ASSIGNMENT |
Return the portion of the passage on plankton models starting at "Figure 3Depth-integrated total plankton" and ending at "a seasonal cycle.", copied word for word.

**** SOURCE DOCUMENT ****

Figure 3Depth-integrated total plankton carbon predicted by all four contrasting models. Color represents total plankton carbon density averaged over a seasonal cycle.

3.2 Surface ocean community composition

All four models predict qualitatively similar patterns in phytoplankton community composition in the surface ocean (Fig. 4). Specifically, the small phytoplankton size class dominates in the low-latitude oligotrophic gyres (deep red colors in Fig. 4), and the large phytoplankton size class dominates at high latitudes (deep blue colors in Fig. 4). Nevertheless, the model with shared predation (diamond food web) predicts far greater competitive exclusion of the small phytoplankton size class at high latitude. The parallel food web model predicts coexistence of the small and large phytoplankton throughout much of the surface ocean, regardless of which microzooplankton closure is used (left-hand column in Fig. 4).

**** RECORD EXTRACTS ****

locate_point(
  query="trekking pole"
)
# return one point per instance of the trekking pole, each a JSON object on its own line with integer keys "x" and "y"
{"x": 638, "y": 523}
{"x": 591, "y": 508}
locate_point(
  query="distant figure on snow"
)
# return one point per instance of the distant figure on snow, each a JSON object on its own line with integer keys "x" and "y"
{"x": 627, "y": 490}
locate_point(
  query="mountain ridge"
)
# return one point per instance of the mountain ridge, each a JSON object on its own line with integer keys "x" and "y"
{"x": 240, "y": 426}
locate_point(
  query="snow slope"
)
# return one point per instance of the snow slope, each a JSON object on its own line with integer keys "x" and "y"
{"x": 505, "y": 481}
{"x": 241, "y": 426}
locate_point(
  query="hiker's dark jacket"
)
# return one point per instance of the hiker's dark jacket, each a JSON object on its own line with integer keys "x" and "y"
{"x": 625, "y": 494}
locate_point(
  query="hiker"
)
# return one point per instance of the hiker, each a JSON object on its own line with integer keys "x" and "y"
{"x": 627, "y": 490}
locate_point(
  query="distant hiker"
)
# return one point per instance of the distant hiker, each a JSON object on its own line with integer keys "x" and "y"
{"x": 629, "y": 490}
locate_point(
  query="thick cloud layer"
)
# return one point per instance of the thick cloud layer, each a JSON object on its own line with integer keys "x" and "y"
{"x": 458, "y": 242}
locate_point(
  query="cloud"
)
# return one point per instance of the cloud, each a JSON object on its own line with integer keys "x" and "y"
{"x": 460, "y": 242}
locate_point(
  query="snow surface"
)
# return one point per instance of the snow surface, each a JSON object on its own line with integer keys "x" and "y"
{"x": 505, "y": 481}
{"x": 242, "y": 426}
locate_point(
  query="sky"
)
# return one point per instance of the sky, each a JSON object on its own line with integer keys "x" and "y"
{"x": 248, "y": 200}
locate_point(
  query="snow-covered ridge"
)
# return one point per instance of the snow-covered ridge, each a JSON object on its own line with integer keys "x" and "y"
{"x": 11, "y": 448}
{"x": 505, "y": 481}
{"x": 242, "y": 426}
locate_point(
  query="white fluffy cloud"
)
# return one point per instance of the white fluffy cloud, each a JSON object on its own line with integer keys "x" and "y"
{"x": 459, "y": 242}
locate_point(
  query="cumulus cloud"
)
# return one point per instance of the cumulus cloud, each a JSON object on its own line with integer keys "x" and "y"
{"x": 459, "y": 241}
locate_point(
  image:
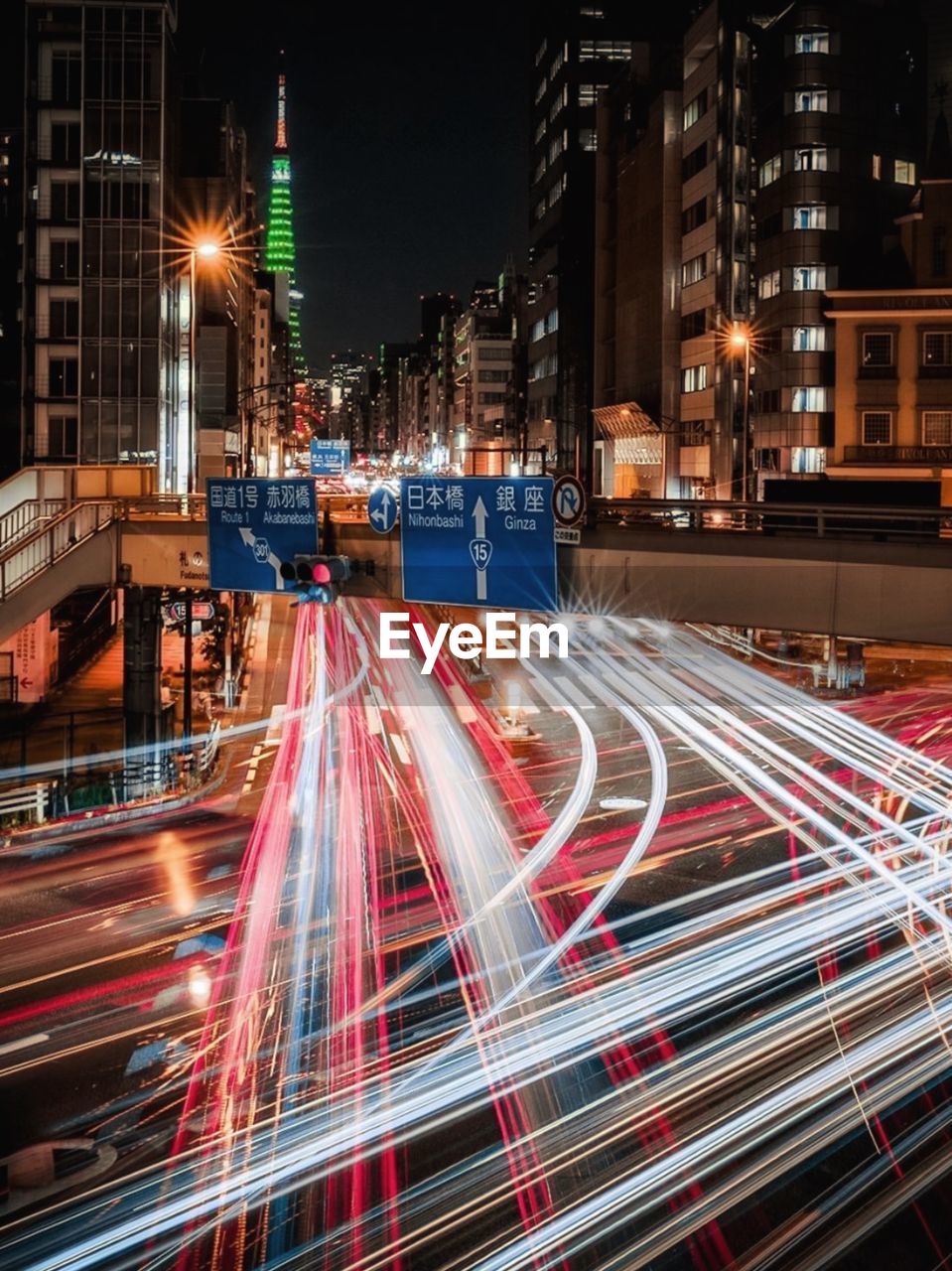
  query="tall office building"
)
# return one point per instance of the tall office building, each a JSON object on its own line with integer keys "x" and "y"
{"x": 840, "y": 100}
{"x": 279, "y": 244}
{"x": 99, "y": 308}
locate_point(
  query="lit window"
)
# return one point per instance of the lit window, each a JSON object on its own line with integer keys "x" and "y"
{"x": 937, "y": 349}
{"x": 770, "y": 171}
{"x": 807, "y": 459}
{"x": 810, "y": 159}
{"x": 808, "y": 399}
{"x": 811, "y": 41}
{"x": 694, "y": 109}
{"x": 694, "y": 379}
{"x": 937, "y": 427}
{"x": 878, "y": 427}
{"x": 808, "y": 340}
{"x": 609, "y": 50}
{"x": 808, "y": 277}
{"x": 589, "y": 93}
{"x": 694, "y": 270}
{"x": 878, "y": 349}
{"x": 810, "y": 216}
{"x": 810, "y": 99}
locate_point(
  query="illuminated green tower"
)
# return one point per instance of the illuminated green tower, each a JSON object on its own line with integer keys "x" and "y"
{"x": 279, "y": 245}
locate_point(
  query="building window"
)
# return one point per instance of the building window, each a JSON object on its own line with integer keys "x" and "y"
{"x": 807, "y": 459}
{"x": 694, "y": 379}
{"x": 64, "y": 318}
{"x": 937, "y": 427}
{"x": 607, "y": 50}
{"x": 903, "y": 172}
{"x": 64, "y": 376}
{"x": 810, "y": 399}
{"x": 876, "y": 349}
{"x": 63, "y": 436}
{"x": 937, "y": 349}
{"x": 810, "y": 216}
{"x": 878, "y": 427}
{"x": 808, "y": 340}
{"x": 589, "y": 93}
{"x": 64, "y": 259}
{"x": 816, "y": 41}
{"x": 694, "y": 325}
{"x": 770, "y": 171}
{"x": 694, "y": 162}
{"x": 939, "y": 252}
{"x": 64, "y": 201}
{"x": 808, "y": 277}
{"x": 694, "y": 109}
{"x": 694, "y": 216}
{"x": 810, "y": 159}
{"x": 694, "y": 270}
{"x": 810, "y": 99}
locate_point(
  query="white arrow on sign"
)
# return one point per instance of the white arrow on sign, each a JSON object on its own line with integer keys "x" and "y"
{"x": 479, "y": 547}
{"x": 383, "y": 513}
{"x": 248, "y": 538}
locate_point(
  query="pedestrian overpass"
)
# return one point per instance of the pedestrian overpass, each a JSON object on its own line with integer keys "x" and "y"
{"x": 851, "y": 572}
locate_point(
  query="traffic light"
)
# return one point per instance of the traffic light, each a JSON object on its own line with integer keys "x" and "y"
{"x": 317, "y": 579}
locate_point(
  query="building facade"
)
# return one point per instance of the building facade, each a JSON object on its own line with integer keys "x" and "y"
{"x": 100, "y": 304}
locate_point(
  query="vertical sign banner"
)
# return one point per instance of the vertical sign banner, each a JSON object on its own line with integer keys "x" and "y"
{"x": 479, "y": 540}
{"x": 253, "y": 525}
{"x": 330, "y": 458}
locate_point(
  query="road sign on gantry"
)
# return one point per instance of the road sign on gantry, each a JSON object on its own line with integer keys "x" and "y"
{"x": 478, "y": 540}
{"x": 330, "y": 458}
{"x": 253, "y": 525}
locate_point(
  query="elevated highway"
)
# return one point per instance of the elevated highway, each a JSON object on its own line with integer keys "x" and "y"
{"x": 884, "y": 575}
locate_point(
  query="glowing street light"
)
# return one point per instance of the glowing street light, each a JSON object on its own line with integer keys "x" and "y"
{"x": 742, "y": 341}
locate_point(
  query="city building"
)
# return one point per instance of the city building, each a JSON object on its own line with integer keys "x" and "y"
{"x": 637, "y": 353}
{"x": 100, "y": 302}
{"x": 840, "y": 127}
{"x": 893, "y": 349}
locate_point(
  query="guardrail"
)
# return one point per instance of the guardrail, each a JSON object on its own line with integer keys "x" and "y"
{"x": 27, "y": 516}
{"x": 41, "y": 548}
{"x": 803, "y": 520}
{"x": 172, "y": 773}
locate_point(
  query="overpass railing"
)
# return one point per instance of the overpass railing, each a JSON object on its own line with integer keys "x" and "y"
{"x": 42, "y": 547}
{"x": 803, "y": 520}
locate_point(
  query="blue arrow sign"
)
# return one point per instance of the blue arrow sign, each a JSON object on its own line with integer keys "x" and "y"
{"x": 381, "y": 509}
{"x": 478, "y": 540}
{"x": 330, "y": 458}
{"x": 253, "y": 525}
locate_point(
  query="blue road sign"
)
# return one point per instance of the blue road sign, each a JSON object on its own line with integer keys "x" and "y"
{"x": 479, "y": 540}
{"x": 253, "y": 525}
{"x": 330, "y": 458}
{"x": 381, "y": 509}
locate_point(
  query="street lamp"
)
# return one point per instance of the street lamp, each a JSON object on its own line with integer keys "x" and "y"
{"x": 742, "y": 341}
{"x": 187, "y": 430}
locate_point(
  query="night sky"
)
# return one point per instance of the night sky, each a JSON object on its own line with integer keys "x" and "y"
{"x": 408, "y": 148}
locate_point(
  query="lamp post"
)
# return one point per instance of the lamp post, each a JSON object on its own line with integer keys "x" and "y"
{"x": 742, "y": 341}
{"x": 206, "y": 249}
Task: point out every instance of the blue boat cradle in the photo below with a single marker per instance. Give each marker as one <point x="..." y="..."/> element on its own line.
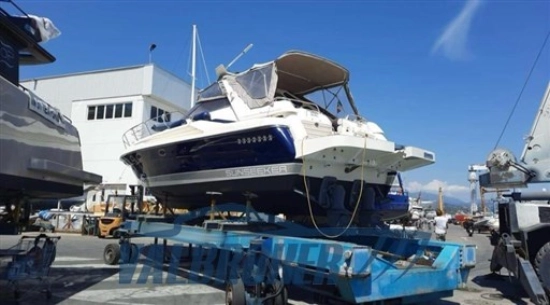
<point x="361" y="265"/>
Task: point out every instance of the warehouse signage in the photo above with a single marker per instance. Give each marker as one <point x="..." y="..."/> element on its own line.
<point x="9" y="58"/>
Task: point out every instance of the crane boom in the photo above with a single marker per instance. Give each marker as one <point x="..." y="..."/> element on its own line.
<point x="534" y="166"/>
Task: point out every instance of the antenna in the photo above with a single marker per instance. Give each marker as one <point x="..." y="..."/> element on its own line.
<point x="193" y="65"/>
<point x="221" y="70"/>
<point x="151" y="48"/>
<point x="240" y="55"/>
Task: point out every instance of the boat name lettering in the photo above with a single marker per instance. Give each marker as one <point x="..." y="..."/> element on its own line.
<point x="257" y="171"/>
<point x="45" y="110"/>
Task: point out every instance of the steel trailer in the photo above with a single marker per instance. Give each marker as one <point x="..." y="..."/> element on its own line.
<point x="257" y="256"/>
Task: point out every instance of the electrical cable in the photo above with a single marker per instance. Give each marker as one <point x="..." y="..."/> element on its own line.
<point x="522" y="89"/>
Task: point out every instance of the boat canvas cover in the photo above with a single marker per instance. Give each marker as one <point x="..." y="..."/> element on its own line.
<point x="302" y="73"/>
<point x="296" y="72"/>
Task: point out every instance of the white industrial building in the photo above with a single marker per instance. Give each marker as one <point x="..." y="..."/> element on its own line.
<point x="104" y="104"/>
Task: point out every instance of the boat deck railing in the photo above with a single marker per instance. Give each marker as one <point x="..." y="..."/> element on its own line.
<point x="152" y="126"/>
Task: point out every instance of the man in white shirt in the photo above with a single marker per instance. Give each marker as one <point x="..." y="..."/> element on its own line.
<point x="441" y="225"/>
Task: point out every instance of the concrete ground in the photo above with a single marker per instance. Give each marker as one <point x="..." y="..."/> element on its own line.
<point x="79" y="276"/>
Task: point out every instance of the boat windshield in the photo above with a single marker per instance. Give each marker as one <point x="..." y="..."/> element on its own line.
<point x="212" y="91"/>
<point x="257" y="82"/>
<point x="333" y="100"/>
<point x="217" y="108"/>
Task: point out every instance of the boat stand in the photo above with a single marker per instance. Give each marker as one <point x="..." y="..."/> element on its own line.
<point x="257" y="256"/>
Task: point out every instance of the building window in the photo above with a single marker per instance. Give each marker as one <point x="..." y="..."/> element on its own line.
<point x="159" y="115"/>
<point x="100" y="112"/>
<point x="110" y="111"/>
<point x="128" y="110"/>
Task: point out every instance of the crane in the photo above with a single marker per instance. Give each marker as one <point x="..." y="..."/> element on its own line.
<point x="523" y="244"/>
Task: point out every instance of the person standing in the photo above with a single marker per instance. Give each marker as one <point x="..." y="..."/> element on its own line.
<point x="441" y="225"/>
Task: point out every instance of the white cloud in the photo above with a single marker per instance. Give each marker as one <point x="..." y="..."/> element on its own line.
<point x="453" y="190"/>
<point x="454" y="38"/>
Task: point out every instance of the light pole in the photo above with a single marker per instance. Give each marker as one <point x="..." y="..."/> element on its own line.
<point x="151" y="48"/>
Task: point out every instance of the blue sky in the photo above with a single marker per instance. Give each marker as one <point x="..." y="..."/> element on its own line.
<point x="441" y="75"/>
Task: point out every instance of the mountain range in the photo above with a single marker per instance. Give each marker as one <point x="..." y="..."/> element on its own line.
<point x="447" y="200"/>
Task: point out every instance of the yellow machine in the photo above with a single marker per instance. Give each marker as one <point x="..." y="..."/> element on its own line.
<point x="116" y="210"/>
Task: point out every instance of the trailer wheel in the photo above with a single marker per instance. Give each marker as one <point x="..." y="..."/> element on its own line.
<point x="542" y="266"/>
<point x="111" y="254"/>
<point x="235" y="293"/>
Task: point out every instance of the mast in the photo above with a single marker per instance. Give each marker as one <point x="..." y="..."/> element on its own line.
<point x="193" y="64"/>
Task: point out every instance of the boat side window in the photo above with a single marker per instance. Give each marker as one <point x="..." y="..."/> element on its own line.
<point x="109" y="111"/>
<point x="100" y="112"/>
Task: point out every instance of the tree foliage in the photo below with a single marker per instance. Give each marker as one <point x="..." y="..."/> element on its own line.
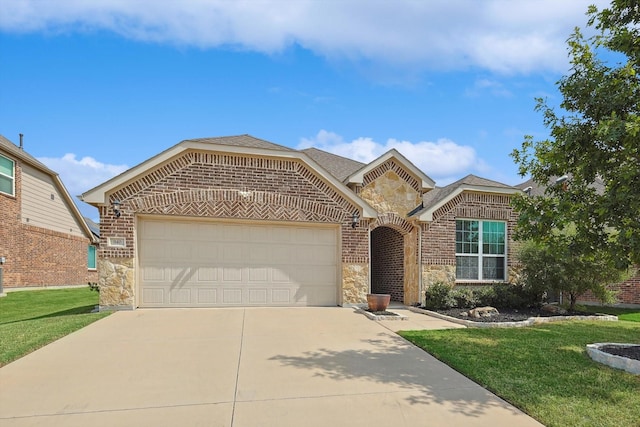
<point x="594" y="138"/>
<point x="555" y="267"/>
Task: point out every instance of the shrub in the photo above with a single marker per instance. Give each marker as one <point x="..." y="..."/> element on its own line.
<point x="465" y="298"/>
<point x="439" y="297"/>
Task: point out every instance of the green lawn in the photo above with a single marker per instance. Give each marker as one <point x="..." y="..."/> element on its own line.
<point x="32" y="319"/>
<point x="544" y="370"/>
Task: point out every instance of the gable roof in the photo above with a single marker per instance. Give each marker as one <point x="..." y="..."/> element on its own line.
<point x="535" y="189"/>
<point x="27" y="158"/>
<point x="241" y="141"/>
<point x="338" y="166"/>
<point x="358" y="176"/>
<point x="439" y="196"/>
<point x="243" y="144"/>
<point x="93" y="226"/>
<point x="19" y="153"/>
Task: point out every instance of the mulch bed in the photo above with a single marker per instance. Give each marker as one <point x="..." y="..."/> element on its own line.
<point x="506" y="315"/>
<point x="381" y="313"/>
<point x="628" y="352"/>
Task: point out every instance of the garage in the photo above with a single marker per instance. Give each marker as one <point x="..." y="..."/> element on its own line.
<point x="214" y="263"/>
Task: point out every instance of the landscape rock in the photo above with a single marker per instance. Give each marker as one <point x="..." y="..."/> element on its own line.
<point x="479" y="312"/>
<point x="552" y="308"/>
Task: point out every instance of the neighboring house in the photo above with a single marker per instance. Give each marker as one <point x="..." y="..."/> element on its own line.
<point x="239" y="221"/>
<point x="43" y="239"/>
<point x="627" y="292"/>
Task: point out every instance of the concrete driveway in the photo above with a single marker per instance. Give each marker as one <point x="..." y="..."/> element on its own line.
<point x="244" y="367"/>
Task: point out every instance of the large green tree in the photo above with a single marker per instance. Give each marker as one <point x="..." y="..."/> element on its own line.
<point x="594" y="139"/>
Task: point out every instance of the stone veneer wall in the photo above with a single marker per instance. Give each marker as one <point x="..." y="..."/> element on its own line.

****

SOLUTION TO THIS EXERCISE |
Figure 3Depth-integrated total plankton carbon predicted by all four contrasting models. Color represents total plankton carbon density averaged over a seasonal cycle.